• _Requirements_
- a) In the HBase cluster post, how much memory does each Hadoop daemon take at startup even when it is doing nothing?
- b) Continue the HBase cluster post, starting right after its last sentence.

• _Source excerpt_
——

Posted by Eran Kutner <er...@gigya.com>.
After 3 days of running with the configuration changes recommended by J-D
the cluster seems stable now.
For the benefit of others I would say there were two issues identified:
First, the HBASE_HEAP was set too high. It turns out that each Haddop daemon
takes at least 1GB at startup even if it's doing nothing. Since we have a
data node, a task tracker and a thrift server running on each machine those
take up 3GB or RAM that must be accounted for when allocating memory for the
region server.
Second, we had "-XX:+CMSIncrementalMode" configured, which apparently is not
good with multi-core systems.

Thanks J-D for all the help.

-eran



On Mon, Apr 11, 2011 at 23:53, Jean-Daniel Cryans <jd...@apache.org>wrote:

> Alright so I was able to get the logs from Eran, the HDFS errors are a
> red herring, what followed in the region server log that is really
> important is:
>
> 2011-04-10 10:14:27,278 INFO org.apache.zookeeper.ClientCnxn: Client
> session timed out, have not heard from server in 144490ms for
> sessionid 0x12ee42283320050, closing socket connection and attempting
> reconnect
>
> Which is a 2m20s GC pause. The HDFS errors come from the fact that the
> master split the logs _while_ the region server was sleeping.

——

• _Stored data_

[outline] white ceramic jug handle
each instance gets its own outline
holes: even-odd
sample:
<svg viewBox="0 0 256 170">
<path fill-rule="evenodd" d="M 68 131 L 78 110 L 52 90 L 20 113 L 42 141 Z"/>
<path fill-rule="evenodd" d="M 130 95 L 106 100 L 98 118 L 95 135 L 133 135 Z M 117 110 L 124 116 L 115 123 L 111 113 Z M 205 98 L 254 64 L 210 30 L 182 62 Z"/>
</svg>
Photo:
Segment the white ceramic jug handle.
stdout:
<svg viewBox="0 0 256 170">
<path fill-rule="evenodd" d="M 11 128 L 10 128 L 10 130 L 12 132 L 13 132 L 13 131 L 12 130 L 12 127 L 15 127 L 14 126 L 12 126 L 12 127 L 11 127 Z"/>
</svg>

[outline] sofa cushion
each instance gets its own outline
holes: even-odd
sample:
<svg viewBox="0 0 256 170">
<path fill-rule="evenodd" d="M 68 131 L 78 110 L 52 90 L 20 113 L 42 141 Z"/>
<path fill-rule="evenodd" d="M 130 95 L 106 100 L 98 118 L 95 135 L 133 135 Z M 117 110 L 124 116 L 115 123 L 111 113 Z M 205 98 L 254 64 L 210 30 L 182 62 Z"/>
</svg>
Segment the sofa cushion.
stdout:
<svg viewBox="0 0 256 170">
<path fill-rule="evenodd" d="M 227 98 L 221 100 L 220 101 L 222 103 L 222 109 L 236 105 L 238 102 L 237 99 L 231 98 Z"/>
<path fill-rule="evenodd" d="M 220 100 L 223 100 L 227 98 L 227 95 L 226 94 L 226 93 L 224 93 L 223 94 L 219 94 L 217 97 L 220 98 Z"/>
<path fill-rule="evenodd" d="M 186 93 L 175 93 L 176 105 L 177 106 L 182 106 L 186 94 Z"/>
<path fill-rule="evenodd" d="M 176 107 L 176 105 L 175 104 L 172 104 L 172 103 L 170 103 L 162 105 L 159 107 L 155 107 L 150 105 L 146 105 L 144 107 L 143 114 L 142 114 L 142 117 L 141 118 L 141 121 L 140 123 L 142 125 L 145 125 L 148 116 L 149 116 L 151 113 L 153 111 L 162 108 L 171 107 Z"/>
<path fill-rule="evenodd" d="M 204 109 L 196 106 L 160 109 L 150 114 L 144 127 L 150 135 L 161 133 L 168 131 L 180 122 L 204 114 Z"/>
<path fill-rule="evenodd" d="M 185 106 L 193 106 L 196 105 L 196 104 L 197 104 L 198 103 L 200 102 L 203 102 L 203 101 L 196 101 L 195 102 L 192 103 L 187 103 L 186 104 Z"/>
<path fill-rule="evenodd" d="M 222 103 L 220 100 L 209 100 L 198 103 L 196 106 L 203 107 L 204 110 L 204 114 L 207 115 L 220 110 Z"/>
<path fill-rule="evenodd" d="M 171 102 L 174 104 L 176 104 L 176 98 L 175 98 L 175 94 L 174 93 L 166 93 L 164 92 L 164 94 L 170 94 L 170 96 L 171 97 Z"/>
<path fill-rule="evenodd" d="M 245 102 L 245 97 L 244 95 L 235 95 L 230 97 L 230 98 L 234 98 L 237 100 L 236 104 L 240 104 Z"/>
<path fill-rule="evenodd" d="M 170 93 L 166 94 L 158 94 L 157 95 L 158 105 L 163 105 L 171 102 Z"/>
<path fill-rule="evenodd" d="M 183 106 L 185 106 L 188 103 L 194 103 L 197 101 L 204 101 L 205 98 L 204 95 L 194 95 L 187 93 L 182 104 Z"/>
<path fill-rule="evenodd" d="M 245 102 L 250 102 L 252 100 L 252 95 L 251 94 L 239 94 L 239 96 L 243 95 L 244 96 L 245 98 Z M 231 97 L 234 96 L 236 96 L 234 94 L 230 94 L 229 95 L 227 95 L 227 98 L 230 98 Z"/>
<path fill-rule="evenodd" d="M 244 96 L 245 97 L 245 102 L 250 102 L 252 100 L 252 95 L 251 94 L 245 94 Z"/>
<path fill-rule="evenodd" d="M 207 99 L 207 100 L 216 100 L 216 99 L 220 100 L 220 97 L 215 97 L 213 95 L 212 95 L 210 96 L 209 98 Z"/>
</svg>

——

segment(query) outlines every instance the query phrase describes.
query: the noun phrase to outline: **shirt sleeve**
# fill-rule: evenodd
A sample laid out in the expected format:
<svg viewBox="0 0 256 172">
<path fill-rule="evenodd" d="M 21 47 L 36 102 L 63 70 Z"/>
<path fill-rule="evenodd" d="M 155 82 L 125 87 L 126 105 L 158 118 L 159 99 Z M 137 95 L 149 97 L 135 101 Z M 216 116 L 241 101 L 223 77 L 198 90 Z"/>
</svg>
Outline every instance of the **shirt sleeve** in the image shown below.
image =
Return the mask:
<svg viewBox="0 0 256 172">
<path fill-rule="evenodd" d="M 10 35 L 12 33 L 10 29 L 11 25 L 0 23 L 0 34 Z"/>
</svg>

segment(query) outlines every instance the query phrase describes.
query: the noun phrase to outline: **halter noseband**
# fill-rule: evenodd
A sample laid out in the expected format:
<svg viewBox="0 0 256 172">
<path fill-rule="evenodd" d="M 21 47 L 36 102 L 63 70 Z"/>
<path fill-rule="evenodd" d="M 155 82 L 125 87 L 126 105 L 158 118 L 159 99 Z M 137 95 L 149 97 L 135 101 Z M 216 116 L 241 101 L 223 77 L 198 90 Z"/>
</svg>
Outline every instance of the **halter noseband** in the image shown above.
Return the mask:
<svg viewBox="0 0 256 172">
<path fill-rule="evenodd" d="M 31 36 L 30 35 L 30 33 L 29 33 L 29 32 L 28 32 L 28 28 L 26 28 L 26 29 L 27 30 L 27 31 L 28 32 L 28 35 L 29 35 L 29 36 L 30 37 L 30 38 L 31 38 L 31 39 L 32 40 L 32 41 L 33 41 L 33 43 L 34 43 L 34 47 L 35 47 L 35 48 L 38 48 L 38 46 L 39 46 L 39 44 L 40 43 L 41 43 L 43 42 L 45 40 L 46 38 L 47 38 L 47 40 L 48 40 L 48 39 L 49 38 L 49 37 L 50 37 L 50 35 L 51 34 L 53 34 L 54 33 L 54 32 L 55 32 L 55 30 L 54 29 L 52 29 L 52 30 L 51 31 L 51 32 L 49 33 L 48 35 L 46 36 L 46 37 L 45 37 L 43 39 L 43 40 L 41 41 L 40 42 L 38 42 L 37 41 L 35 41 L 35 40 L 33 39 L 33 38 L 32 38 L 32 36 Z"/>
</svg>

——

• _The replies_
- a) At least 1GB.

- b)
>
> J-D
>
> On Mon, Apr 11, 2011 at 11:47 AM, Jean-Daniel Cryans
> <jd...@apache.org> wrote:
> > So my understanding is that this log file was opened at 7:29 and then
> > something happened at 10:12:55 as something triggered the recovery on
> > that block. It triggered a recovery of the block with the new name
> > being blk_1213779416283711358_54249
> >
> > It seems that that process was started by the DFS Client at 10:12:55
> > but the RS log starts at 10:14. Would it be possible to see what was
> > before that? Also it would be nice to have a view for those blocks on
> > all the datanodes.
> >
> > It would be nice to do this debugging on IRC is it can require a lot
> > of back and forth.
> >
> > J-D
> >
> > On Mon, Apr 11, 2011 at 11:22 AM, Eran Kutner <er...@.com> wrote:
> >> There wasn't an attachment, I pasted all the lines from all the NN logs
> that
> >> contain that particular block number inline.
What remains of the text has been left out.